• Task to carry out
Working from the entries below, tally each line that holds "gold". Give the tally and nothing else.

• Dataset records
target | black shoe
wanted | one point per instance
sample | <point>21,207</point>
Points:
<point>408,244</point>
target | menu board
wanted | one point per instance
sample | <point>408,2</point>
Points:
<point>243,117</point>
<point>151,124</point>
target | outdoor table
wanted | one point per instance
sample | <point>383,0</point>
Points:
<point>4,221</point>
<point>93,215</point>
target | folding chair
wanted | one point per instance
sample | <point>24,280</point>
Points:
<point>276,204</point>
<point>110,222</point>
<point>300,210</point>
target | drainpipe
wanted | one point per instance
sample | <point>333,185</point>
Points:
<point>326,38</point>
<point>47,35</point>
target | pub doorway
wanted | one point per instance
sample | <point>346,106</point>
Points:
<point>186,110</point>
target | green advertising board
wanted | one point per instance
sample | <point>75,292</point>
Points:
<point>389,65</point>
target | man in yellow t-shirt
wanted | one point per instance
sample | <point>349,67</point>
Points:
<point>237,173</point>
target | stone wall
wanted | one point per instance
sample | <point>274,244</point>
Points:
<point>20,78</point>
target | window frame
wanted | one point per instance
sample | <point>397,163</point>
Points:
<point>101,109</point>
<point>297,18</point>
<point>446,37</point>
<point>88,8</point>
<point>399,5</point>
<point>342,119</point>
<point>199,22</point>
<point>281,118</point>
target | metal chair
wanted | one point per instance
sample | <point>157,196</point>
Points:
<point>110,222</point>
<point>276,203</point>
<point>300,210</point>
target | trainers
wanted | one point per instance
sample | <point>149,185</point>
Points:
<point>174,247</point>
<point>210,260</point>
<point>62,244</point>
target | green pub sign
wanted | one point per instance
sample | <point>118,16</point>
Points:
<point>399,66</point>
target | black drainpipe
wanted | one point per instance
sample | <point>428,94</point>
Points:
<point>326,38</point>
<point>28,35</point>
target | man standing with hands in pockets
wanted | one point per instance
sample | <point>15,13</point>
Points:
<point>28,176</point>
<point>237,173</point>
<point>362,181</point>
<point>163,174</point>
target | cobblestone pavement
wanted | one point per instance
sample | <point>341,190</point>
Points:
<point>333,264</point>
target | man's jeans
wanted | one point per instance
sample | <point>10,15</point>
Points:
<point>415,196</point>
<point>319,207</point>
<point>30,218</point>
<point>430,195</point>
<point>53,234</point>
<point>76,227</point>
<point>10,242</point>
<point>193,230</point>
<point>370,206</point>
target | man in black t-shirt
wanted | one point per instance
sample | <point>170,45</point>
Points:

* * *

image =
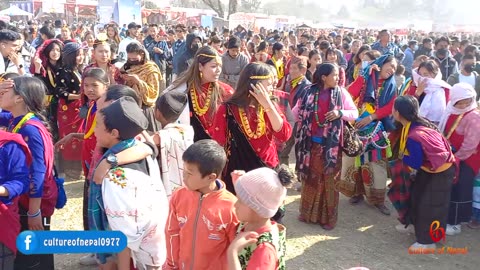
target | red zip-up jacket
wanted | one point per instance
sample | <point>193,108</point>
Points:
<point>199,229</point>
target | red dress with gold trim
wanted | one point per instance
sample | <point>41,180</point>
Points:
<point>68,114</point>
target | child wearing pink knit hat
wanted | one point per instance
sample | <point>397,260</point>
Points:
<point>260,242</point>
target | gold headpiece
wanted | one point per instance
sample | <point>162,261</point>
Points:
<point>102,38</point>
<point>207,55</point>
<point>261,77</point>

• Result for this task
2